- **Instructions to follow**
Pick out every line below that has the word "positive" in it, and copy each one in full.

[Segmentation mask data]
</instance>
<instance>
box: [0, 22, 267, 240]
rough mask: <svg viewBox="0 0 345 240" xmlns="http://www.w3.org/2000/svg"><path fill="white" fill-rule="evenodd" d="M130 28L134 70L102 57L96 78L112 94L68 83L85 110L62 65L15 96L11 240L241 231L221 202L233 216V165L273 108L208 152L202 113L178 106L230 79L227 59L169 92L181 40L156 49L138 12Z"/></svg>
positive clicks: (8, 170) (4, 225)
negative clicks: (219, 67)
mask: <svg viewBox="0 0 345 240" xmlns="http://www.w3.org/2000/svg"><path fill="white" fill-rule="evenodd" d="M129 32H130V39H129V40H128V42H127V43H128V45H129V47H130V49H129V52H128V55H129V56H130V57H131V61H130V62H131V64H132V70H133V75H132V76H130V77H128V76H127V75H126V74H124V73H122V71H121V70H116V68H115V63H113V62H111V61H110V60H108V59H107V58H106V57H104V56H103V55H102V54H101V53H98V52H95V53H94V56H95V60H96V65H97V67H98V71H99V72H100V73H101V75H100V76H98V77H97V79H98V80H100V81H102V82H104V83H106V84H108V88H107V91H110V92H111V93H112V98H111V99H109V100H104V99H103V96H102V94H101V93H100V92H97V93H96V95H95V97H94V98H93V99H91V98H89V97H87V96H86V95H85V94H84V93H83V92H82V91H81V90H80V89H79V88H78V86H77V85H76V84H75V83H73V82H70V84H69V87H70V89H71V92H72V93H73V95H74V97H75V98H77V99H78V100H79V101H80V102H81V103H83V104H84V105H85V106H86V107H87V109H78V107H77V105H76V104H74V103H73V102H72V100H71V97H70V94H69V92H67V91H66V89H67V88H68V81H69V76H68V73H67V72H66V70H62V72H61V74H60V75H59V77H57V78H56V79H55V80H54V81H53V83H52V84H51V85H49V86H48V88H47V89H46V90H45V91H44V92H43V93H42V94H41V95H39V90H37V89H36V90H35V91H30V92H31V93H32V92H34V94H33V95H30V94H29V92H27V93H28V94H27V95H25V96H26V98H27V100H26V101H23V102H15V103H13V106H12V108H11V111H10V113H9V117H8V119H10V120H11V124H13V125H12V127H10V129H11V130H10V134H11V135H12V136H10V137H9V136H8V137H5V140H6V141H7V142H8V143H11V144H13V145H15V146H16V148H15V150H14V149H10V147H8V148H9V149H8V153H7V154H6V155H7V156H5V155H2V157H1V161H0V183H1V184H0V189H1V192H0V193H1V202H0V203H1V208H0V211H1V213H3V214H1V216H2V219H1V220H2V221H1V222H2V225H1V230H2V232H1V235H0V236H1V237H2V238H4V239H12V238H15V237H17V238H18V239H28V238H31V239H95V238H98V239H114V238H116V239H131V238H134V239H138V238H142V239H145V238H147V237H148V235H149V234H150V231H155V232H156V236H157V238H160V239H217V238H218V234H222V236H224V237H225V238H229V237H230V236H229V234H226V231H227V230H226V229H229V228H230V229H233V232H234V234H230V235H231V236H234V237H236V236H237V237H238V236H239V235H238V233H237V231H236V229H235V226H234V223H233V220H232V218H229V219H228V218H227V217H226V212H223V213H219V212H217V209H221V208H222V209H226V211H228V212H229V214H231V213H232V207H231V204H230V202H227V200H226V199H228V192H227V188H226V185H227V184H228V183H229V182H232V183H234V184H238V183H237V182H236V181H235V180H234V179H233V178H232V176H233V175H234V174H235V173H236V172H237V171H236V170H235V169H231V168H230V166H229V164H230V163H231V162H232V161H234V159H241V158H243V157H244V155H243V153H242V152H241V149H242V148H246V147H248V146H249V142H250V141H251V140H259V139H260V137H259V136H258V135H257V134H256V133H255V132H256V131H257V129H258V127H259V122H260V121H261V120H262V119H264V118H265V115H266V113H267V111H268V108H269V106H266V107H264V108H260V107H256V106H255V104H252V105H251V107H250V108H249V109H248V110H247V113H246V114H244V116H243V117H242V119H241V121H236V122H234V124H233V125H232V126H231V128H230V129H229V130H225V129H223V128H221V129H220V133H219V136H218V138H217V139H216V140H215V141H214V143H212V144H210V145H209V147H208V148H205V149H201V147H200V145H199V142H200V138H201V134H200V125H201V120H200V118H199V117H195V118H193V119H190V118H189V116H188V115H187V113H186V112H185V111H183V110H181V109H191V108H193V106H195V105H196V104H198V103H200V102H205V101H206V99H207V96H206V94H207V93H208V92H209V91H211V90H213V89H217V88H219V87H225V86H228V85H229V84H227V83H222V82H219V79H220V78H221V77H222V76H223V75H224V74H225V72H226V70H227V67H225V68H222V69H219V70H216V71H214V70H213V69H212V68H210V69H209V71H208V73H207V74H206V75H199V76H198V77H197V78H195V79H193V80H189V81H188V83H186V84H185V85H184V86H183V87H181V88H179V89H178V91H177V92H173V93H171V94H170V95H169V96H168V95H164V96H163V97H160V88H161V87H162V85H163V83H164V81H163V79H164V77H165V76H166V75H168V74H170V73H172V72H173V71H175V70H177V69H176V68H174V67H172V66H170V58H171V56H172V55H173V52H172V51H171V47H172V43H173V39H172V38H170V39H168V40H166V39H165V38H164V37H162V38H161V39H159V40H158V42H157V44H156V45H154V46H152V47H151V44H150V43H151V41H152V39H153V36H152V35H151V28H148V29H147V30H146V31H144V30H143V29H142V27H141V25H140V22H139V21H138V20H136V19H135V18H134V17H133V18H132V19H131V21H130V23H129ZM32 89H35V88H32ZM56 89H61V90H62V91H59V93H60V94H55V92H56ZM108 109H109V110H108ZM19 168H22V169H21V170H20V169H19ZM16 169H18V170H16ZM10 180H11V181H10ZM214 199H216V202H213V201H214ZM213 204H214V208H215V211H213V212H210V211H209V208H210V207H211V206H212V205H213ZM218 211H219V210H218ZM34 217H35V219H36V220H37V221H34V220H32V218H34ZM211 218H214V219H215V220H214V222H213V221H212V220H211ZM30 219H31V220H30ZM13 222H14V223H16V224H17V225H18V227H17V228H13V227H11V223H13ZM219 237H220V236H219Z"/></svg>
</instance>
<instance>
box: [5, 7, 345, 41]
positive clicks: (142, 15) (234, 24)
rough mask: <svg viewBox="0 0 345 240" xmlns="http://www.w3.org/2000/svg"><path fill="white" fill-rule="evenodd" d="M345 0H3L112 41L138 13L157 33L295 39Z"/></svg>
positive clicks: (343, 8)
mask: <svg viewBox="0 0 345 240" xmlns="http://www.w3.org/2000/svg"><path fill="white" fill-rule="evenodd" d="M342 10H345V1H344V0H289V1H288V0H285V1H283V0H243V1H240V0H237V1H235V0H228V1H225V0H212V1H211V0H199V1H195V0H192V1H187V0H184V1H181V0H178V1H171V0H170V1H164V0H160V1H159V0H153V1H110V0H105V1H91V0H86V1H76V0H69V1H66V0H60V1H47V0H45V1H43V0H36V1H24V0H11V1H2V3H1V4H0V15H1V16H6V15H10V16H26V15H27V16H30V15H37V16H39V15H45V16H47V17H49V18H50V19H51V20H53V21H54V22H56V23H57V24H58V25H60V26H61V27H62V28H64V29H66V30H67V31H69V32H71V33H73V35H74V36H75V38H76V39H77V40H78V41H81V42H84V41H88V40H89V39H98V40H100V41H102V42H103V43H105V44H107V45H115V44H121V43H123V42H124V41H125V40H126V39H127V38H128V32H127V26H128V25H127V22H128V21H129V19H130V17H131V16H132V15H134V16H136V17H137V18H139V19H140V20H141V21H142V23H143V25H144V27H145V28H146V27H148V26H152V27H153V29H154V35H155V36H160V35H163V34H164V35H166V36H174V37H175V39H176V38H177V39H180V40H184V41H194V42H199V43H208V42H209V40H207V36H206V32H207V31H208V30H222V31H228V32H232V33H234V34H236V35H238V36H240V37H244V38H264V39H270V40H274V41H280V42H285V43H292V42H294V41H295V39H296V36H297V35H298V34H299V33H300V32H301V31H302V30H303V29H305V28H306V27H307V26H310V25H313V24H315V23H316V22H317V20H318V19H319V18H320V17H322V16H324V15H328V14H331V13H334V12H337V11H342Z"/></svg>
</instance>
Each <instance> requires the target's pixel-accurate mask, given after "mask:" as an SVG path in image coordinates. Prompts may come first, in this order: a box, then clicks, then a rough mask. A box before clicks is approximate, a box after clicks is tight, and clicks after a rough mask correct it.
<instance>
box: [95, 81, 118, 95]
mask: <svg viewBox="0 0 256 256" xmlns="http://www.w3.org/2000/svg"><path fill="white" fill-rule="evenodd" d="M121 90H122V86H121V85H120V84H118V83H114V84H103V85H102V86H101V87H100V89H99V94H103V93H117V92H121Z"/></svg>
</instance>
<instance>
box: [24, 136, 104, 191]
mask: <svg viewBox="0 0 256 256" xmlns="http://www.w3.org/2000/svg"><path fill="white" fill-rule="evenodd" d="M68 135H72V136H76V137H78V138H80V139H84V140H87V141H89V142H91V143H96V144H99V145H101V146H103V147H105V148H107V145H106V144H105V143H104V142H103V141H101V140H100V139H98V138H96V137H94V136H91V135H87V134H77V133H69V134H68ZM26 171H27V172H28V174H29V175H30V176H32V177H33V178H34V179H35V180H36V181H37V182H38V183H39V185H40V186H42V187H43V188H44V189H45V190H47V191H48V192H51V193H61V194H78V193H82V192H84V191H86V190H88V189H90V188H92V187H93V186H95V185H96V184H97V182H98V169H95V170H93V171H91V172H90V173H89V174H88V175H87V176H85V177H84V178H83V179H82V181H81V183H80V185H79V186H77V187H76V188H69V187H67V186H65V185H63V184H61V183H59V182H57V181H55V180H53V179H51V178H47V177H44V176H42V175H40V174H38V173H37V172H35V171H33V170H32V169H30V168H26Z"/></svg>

- **Answer for this exercise**
positive clicks: (8, 170) (4, 225)
positive clicks: (142, 15) (234, 24)
positive clicks: (343, 8)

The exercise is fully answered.